— Goals —
**a)** Duplicate everything in the forum comments from "I still think" down to "XServe's low-RAM expandability!".
**b)** Decide whether each of the following statements agrees with the forum comments. Answer yes or no for each, and quote the words of the forum comments that decide it.
(i) The Athlon system checked with an ammeter drew 120W with one drive while performing server tasks.
(ii) Linux has only recently begun to support preemptive multitasking.
(iii) Using an old 486 or pentium as a home NAT/firewall box is recommended as a way to save on electricity.

— Excerpted passage —
• • •

I still think you are crazy. All the sources I have seen say that linux has preemptive multitasking. Perhaps you are talking about having a preemptive kernel (or something like that, I'm a bit hazy on the details), and there is a rather experimental patch for that. But Linux has supported preemptive multitasking for a long time. This differs from the systems used by old MacOSes and Win3.x, but pretty much all modern OSes support preemptive multitasking. Please don't spread misinformation.
They also forgot mention Oracle's high RAM requirements coupled with XServe's low-RAM expandability!
A database with a 2 GB SGA, running on four internal disks? Boy, I hope you weren't expecting to run anything FAST!
2 GB wouldn't even hold my undo segments in memory! heh!
Not as fast connection
Jeremy D. Zawodny /
As a ballpark figure, 1 watt turned on all year costs you $1. Maybe double that if you are in a continuously air conditioned environment like a machine room.
The savings may not be too large. I checked an Athlon system with an ammeter recently. It came in at 120W with one drive in it while doing its server tasks. So, they at least are in the same ballpark. (The measurement techniques are surely different, I would not claim one was higher than the other based on this data. Just that they are near each other.)
Power is one of the reasons I suggest people not use that crappy old 486 or pentium as a NAT/firewall box in their house unless they are doing it for joy. In about a year or so of electricity savings you can pay for one of the new integrated appliances and enjoy increased reliablity and savings in the following years.
*sigh* You are talking about kernel preemption, or preempting the system task, not preemptive multitasking.

• • •

Records contained in a dataset
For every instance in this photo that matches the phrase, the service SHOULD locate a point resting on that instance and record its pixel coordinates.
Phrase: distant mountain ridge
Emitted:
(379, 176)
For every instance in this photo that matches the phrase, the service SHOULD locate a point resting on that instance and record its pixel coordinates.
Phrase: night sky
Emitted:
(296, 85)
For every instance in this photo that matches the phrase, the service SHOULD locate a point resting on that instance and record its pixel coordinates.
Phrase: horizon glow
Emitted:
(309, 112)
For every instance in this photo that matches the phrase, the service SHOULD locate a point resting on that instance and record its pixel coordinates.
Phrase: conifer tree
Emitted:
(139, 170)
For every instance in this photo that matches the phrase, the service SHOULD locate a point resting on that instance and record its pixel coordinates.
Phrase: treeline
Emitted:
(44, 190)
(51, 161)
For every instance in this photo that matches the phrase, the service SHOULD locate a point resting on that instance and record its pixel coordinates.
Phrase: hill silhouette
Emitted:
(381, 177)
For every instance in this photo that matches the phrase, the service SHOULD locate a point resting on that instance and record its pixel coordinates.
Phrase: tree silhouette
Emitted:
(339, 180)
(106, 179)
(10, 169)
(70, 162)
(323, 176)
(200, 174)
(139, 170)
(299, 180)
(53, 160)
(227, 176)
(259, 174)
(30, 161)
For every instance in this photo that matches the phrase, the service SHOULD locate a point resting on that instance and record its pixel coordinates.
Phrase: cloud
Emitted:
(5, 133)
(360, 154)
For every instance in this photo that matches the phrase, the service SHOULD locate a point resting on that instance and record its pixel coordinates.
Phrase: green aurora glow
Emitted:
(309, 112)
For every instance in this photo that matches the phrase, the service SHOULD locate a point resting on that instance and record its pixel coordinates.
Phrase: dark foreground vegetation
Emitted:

• • •

— Solutions to the tasks —
**a)**
I still think you are crazy. All the sources I have seen say that linux has preemptive multitasking. Perhaps you are talking about having a preemptive kernel (or something like that, I'm a bit hazy on the details), and there is a rather experimental patch for that. But Linux has supported preemptive multitasking for a long time. This differs from the systems used by old MacOSes and Win3.x, but pretty much all modern OSes support preemptive multitasking. Please don't spread misinformation.
They also forgot mention Oracle's high RAM requirements coupled with XServe's low-RAM expandability!

**b)**
(i) Yes: "It came in at 120W with one drive in it while doing its server tasks."
(ii) No: "But Linux has supported preemptive multitasking for a long time."
(iii) No: "Power is one of the reasons I suggest people not use that crappy old 486 or pentium as a NAT/firewall box in their house unless they are doing it for joy."